DIRECTIONS » Could you render the records below as a Markdown table with the columns Row and Line, one numbered row per non-blank line? Begin at the first line of the records, stop after the line that contains "left=21, top=5, right=95, bottom=238", and skip blank lines.

--- BEGIN ---

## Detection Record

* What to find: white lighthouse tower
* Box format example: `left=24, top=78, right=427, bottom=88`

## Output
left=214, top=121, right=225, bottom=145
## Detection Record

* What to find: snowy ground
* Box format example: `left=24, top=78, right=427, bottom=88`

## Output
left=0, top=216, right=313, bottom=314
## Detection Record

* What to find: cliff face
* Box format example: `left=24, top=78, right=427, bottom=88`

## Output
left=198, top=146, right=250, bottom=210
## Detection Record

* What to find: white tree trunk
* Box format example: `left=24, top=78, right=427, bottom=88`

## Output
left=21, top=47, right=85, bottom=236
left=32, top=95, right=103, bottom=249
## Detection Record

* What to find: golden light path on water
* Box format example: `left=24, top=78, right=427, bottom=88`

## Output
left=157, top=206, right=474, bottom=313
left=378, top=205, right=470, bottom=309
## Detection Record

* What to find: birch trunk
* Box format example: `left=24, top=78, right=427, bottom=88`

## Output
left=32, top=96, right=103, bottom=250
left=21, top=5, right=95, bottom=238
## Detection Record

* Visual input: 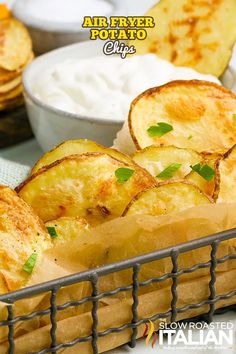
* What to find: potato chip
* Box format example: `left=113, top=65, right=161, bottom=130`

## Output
left=123, top=181, right=212, bottom=216
left=0, top=84, right=22, bottom=102
left=129, top=80, right=236, bottom=153
left=17, top=152, right=156, bottom=224
left=0, top=186, right=51, bottom=293
left=0, top=17, right=32, bottom=70
left=31, top=139, right=131, bottom=175
left=215, top=145, right=236, bottom=203
left=186, top=155, right=220, bottom=200
left=133, top=146, right=202, bottom=182
left=0, top=75, right=21, bottom=95
left=132, top=0, right=236, bottom=77
left=45, top=217, right=90, bottom=244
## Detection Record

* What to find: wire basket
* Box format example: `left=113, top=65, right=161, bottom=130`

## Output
left=0, top=229, right=236, bottom=354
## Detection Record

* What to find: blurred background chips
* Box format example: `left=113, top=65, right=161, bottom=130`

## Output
left=0, top=4, right=33, bottom=111
left=0, top=4, right=34, bottom=148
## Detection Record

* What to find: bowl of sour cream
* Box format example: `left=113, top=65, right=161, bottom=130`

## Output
left=23, top=41, right=223, bottom=151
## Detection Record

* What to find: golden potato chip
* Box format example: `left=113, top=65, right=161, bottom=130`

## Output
left=129, top=80, right=236, bottom=153
left=17, top=152, right=156, bottom=224
left=0, top=84, right=22, bottom=102
left=133, top=145, right=202, bottom=182
left=132, top=0, right=236, bottom=77
left=215, top=145, right=236, bottom=203
left=31, top=139, right=131, bottom=175
left=123, top=180, right=212, bottom=216
left=186, top=155, right=220, bottom=200
left=0, top=17, right=32, bottom=70
left=0, top=75, right=21, bottom=94
left=0, top=186, right=51, bottom=293
left=45, top=216, right=90, bottom=244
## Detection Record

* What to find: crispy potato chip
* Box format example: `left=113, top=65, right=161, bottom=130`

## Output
left=0, top=68, right=21, bottom=85
left=133, top=146, right=202, bottom=182
left=215, top=145, right=236, bottom=203
left=186, top=154, right=220, bottom=200
left=129, top=80, right=236, bottom=153
left=123, top=180, right=212, bottom=216
left=0, top=75, right=21, bottom=94
left=0, top=17, right=32, bottom=70
left=132, top=0, right=236, bottom=77
left=17, top=152, right=156, bottom=224
left=45, top=216, right=89, bottom=244
left=0, top=186, right=51, bottom=293
left=0, top=84, right=22, bottom=102
left=31, top=139, right=131, bottom=175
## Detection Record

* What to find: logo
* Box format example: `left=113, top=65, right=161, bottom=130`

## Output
left=143, top=319, right=234, bottom=350
left=82, top=16, right=155, bottom=59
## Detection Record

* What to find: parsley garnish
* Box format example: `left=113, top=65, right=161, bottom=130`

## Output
left=47, top=226, right=58, bottom=238
left=190, top=163, right=215, bottom=182
left=157, top=163, right=182, bottom=179
left=115, top=167, right=134, bottom=183
left=23, top=253, right=38, bottom=274
left=147, top=122, right=173, bottom=137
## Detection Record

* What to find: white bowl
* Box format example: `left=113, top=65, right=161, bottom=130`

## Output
left=12, top=0, right=126, bottom=54
left=23, top=41, right=123, bottom=151
left=23, top=41, right=236, bottom=151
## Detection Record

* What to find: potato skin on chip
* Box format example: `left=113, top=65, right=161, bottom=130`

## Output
left=45, top=216, right=89, bottom=244
left=134, top=0, right=236, bottom=77
left=129, top=80, right=236, bottom=153
left=133, top=145, right=202, bottom=182
left=31, top=139, right=131, bottom=175
left=17, top=153, right=156, bottom=224
left=0, top=186, right=52, bottom=293
left=123, top=180, right=212, bottom=216
left=185, top=155, right=220, bottom=201
left=215, top=145, right=236, bottom=203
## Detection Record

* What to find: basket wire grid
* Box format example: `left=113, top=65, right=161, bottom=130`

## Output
left=0, top=228, right=236, bottom=354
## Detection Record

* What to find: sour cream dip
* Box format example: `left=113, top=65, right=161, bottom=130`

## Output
left=33, top=54, right=220, bottom=122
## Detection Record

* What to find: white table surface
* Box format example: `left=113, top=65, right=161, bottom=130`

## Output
left=0, top=0, right=236, bottom=354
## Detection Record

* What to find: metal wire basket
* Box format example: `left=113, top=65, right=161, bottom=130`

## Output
left=0, top=229, right=236, bottom=354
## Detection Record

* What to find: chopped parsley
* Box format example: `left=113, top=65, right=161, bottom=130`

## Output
left=115, top=167, right=134, bottom=184
left=190, top=163, right=215, bottom=182
left=47, top=226, right=58, bottom=238
left=147, top=122, right=173, bottom=138
left=157, top=163, right=182, bottom=179
left=23, top=253, right=38, bottom=274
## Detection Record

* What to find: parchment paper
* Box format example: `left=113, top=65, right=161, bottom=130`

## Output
left=0, top=204, right=236, bottom=354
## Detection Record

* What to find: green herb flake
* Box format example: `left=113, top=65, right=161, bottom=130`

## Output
left=115, top=167, right=134, bottom=184
left=47, top=226, right=58, bottom=238
left=23, top=253, right=38, bottom=274
left=190, top=163, right=215, bottom=182
left=147, top=122, right=173, bottom=138
left=157, top=163, right=182, bottom=179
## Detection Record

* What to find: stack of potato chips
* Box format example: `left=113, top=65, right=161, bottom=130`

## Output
left=0, top=4, right=34, bottom=111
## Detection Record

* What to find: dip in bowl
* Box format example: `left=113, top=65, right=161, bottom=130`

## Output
left=23, top=41, right=224, bottom=151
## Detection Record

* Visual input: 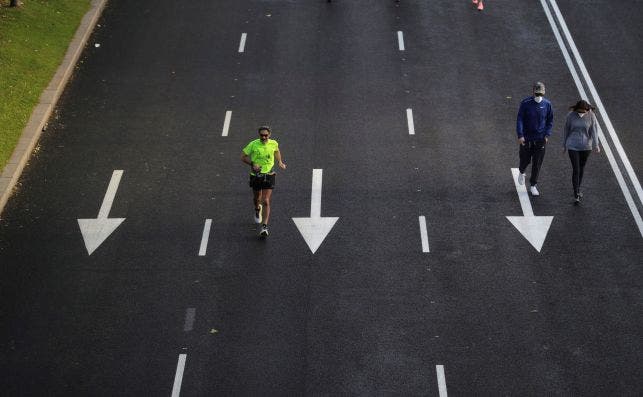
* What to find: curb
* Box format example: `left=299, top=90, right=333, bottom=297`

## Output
left=0, top=0, right=107, bottom=214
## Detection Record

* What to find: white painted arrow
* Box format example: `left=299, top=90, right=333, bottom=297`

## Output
left=292, top=169, right=339, bottom=254
left=507, top=168, right=554, bottom=252
left=78, top=170, right=125, bottom=255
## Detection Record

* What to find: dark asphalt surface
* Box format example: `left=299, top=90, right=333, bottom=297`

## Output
left=0, top=0, right=643, bottom=396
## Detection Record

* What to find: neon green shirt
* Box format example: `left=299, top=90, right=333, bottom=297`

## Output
left=243, top=139, right=279, bottom=174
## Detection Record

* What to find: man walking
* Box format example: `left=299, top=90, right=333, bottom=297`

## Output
left=516, top=81, right=554, bottom=196
left=241, top=126, right=286, bottom=237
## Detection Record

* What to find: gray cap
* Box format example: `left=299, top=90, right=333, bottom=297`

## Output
left=534, top=81, right=545, bottom=95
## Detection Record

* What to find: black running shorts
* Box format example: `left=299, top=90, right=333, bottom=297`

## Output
left=249, top=174, right=276, bottom=190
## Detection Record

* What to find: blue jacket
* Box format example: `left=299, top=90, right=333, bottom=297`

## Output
left=516, top=96, right=554, bottom=141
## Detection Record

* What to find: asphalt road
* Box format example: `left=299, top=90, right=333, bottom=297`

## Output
left=0, top=0, right=643, bottom=396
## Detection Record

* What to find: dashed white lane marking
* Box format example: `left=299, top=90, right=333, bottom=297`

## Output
left=397, top=30, right=404, bottom=51
left=199, top=219, right=212, bottom=256
left=172, top=354, right=187, bottom=397
left=435, top=365, right=447, bottom=397
left=239, top=33, right=248, bottom=52
left=406, top=109, right=415, bottom=135
left=183, top=307, right=196, bottom=332
left=221, top=110, right=232, bottom=136
left=420, top=216, right=429, bottom=252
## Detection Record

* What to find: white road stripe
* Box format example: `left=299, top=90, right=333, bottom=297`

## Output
left=435, top=365, right=447, bottom=397
left=406, top=109, right=415, bottom=135
left=183, top=307, right=196, bottom=332
left=221, top=110, right=232, bottom=136
left=239, top=33, right=248, bottom=52
left=511, top=168, right=534, bottom=216
left=199, top=219, right=212, bottom=256
left=550, top=0, right=643, bottom=209
left=540, top=0, right=643, bottom=236
left=397, top=30, right=404, bottom=51
left=98, top=170, right=123, bottom=218
left=172, top=354, right=187, bottom=397
left=420, top=216, right=429, bottom=252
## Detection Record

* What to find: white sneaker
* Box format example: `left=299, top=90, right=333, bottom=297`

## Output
left=255, top=204, right=262, bottom=224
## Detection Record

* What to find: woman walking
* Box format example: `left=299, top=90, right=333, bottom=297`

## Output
left=563, top=100, right=601, bottom=204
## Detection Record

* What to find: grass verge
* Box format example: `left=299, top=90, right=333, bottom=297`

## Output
left=0, top=0, right=90, bottom=172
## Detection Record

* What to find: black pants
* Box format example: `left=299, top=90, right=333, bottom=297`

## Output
left=518, top=140, right=547, bottom=186
left=567, top=150, right=592, bottom=196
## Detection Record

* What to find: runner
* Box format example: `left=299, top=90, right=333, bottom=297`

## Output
left=241, top=125, right=286, bottom=237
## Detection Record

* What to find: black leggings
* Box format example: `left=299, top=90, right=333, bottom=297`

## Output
left=567, top=150, right=592, bottom=196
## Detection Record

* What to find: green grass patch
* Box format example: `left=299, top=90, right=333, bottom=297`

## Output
left=0, top=0, right=90, bottom=171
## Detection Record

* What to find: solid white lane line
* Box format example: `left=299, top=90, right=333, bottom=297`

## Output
left=540, top=0, right=643, bottom=236
left=397, top=30, right=404, bottom=51
left=98, top=170, right=123, bottom=218
left=221, top=110, right=232, bottom=136
left=183, top=307, right=196, bottom=332
left=406, top=109, right=415, bottom=135
left=420, top=216, right=429, bottom=252
left=435, top=365, right=447, bottom=397
left=199, top=219, right=212, bottom=256
left=550, top=0, right=643, bottom=204
left=172, top=354, right=187, bottom=397
left=239, top=33, right=248, bottom=52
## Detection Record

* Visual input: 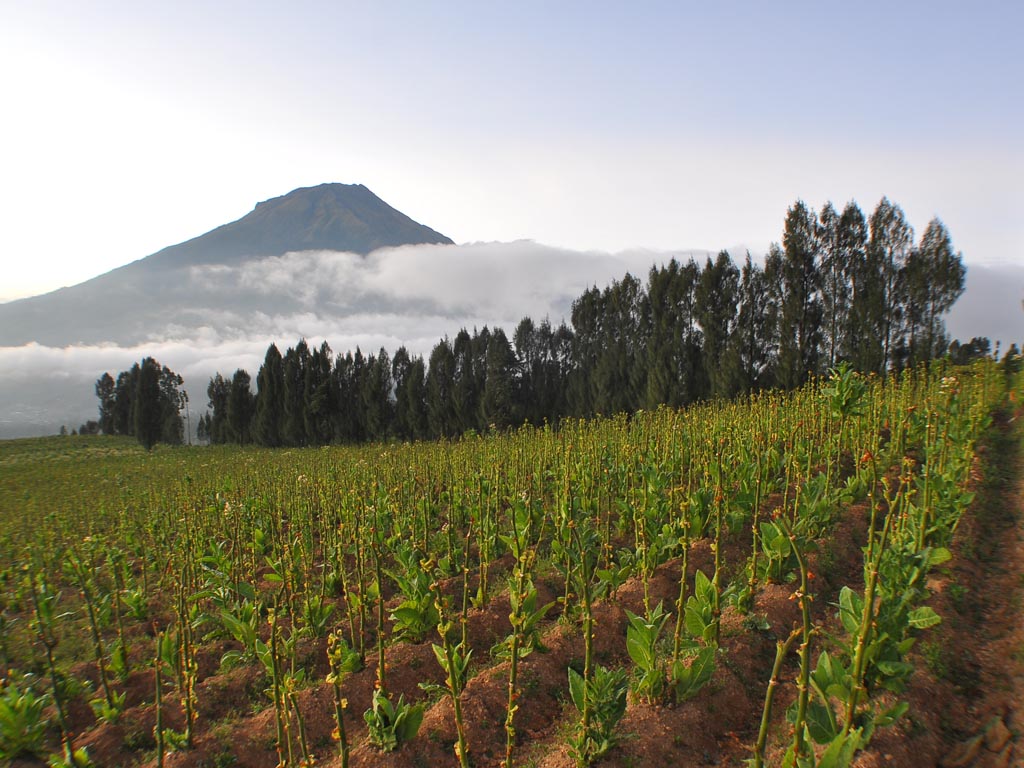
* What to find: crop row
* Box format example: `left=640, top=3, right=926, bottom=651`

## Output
left=0, top=362, right=1006, bottom=767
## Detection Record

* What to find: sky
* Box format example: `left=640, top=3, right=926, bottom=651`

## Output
left=0, top=0, right=1024, bottom=300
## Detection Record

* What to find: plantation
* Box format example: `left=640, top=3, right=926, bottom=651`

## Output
left=0, top=360, right=1014, bottom=768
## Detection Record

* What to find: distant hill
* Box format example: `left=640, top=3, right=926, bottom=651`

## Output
left=0, top=184, right=452, bottom=346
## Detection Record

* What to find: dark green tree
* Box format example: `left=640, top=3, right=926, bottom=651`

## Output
left=903, top=219, right=966, bottom=365
left=725, top=253, right=777, bottom=393
left=206, top=374, right=231, bottom=445
left=360, top=347, right=391, bottom=440
left=132, top=357, right=165, bottom=451
left=96, top=373, right=117, bottom=434
left=427, top=338, right=459, bottom=438
left=867, top=198, right=913, bottom=373
left=696, top=251, right=739, bottom=397
left=225, top=368, right=256, bottom=445
left=302, top=341, right=335, bottom=445
left=480, top=328, right=519, bottom=429
left=253, top=344, right=285, bottom=447
left=836, top=202, right=882, bottom=372
left=391, top=346, right=427, bottom=440
left=281, top=339, right=309, bottom=445
left=777, top=201, right=821, bottom=389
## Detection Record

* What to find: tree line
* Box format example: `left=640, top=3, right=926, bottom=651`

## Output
left=195, top=199, right=978, bottom=446
left=95, top=357, right=187, bottom=449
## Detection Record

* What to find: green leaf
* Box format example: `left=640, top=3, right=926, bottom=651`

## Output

--- END ---

REPLY »
| Row | Line |
|---|---|
| 1 | ## Detection Record |
| 2 | * What to find: white lighthouse tower |
| 3 | * Box format example: `left=24, top=78, right=427, bottom=88` |
| 4 | ## Output |
| 5 | left=214, top=121, right=225, bottom=145 |
| 6 | ## Detection Record |
| 7 | * What to find: snowy ground |
| 8 | * Box format example: `left=24, top=78, right=427, bottom=88` |
| 9 | ## Output |
| 10 | left=0, top=216, right=313, bottom=314 |
| 11 | ## Detection Record |
| 12 | * What to find: cliff face |
| 13 | * Box format example: `left=24, top=78, right=427, bottom=88` |
| 14 | ## Output |
| 15 | left=198, top=146, right=250, bottom=210 |
| 16 | ## Detection Record |
| 17 | * What to find: white tree trunk |
| 18 | * Box format example: `left=24, top=78, right=427, bottom=88` |
| 19 | ## Output |
| 20 | left=21, top=47, right=85, bottom=236 |
| 21 | left=32, top=95, right=103, bottom=249 |
| 22 | ## Detection Record |
| 23 | * What to find: golden light path on water |
| 24 | * Box format example: `left=24, top=78, right=427, bottom=88` |
| 25 | ## Output |
| 26 | left=157, top=206, right=474, bottom=313 |
| 27 | left=378, top=205, right=470, bottom=309 |
| 28 | ## Detection Record |
| 29 | * What to find: birch trunk |
| 30 | * Box format example: `left=24, top=78, right=427, bottom=88` |
| 31 | ## Output |
| 32 | left=32, top=96, right=103, bottom=250 |
| 33 | left=21, top=5, right=95, bottom=238 |